======== READING PASSAGE

Like the financial analogue, independent firms must audit greenhouse gas emissions reports and greenhouse gas reduction projects.  This process is known as emissions verification and the firms that perform this function are known as verification bodies.  It is exactly this quality assurance that has made organizations like the Climate Action Reserve, Voluntary Carbon Standard, CDM and the Climate Registry the gold standards in emissions reporting. 

Under the Climate Registry, verification bodies follow procedures outlined in the International Standards Organization (ISO) 14065 standard and the Climate Registry’s General Verification Protocol.  These documents outline a management system and technical approach to performing a high quality and well-documented verification that conforms to international emissions market standards. 

After a reporting develops an emission inventory, it would choose a greenhouse gas verification body often through an RFP process.  A verification body goes through a conflict of interest (COI) screening with the Climate Registry to protect the integrity of the verification effort.  Once COI clearance is achieved, a verification body gathers information regarding the reporter’s organization, its greenhouse gas emissions sources, data management systems, and calculation methodologies.  The verification team then visits a sample of the reporter’s facilities to observe data management systems first hand and identify any missing emissions sources.  The verification team will also audit selected emissions calculations deemed to have a high risk of causing a material error and independently recalculate these estimates from primary data sources.  The sampling plan outlining which emissions are recalculated is submitted to the Registry, but largely left to the professional judgment of the verifier.  The verification team will take their estimates of the sampled emissions, determine if any miscalculations exist, and evaluate whether the entire inventory meets a minimum quality standard of 95 percent free of error.  Should an emissions report meet this test, the verification body may issue a positive verification statement into the public record.

The verification process must occur annually, although subsequent years may be a “streamlined” verification effort.

The Accreditation Process

Verification in the United States has evolved since its modest beginnings and is becoming more professionalized.  Any firm wishing to provide greenhouse gas verifications must now be accredited through the American National Standards Institute’s (ANSI) ISO 14065 accreditation program.  The ANSI accreditation program’s pilot program wrapped up in January 2009 and resulted in six out of thirty-two firms achieving accreditation. 

The accreditation process is a long and challenging road.  Firms must first submit documentation of their management system procedures governing everything from proposals to conflicts of interest to final reports and verification.  Next an office audit is conducted by ANSI at the would-be verification body’s office.  The office audit is meant to confirm that all documentation systems are up and functional.  Finally a witness audit must be performed.  This involves the verification body performing a real verification for a client with ANSI assessors in tow.  This step allows ANSI to observe the management system being put into action and assess the verifier’s technical ability.  Following the successful completion of the verification process, the ANSI assessors make the case to accredit or not accredit to a committee of ANSI and Climate Registry staff.  Once that committee has come to consensus that the verification body has fulfilled the requirements of ISO 14065 and demonstrated them sufficiently in the witness audit, the committee makes a recommendation to the ANSI accreditation committee who will make the final vote on the verification body’s full application.

================
======== DATASET EXTRACT

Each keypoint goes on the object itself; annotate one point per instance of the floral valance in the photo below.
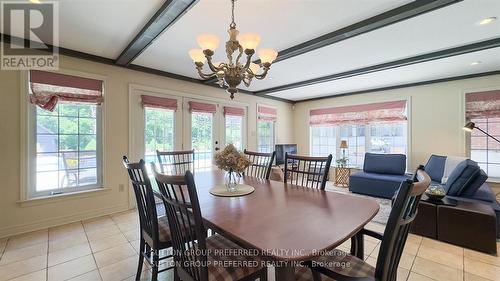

================

Quote the passage on greenhouse gas emissions verification verbatim, between "The verification process must" and "firms achieving accreditation.", inclusive.

### TASK ANSWER:
The verification process must occur annually, although subsequent years may be a “streamlined” verification effort.

The Accreditation Process

Verification in the United States has evolved since its modest beginnings and is becoming more professionalized.  Any firm wishing to provide greenhouse gas verifications must now be accredited through the American National Standards Institute’s (ANSI) ISO 14065 accreditation program.  The ANSI accreditation program’s pilot program wrapped up in January 2009 and resulted in six out of thirty-two firms achieving accreditation.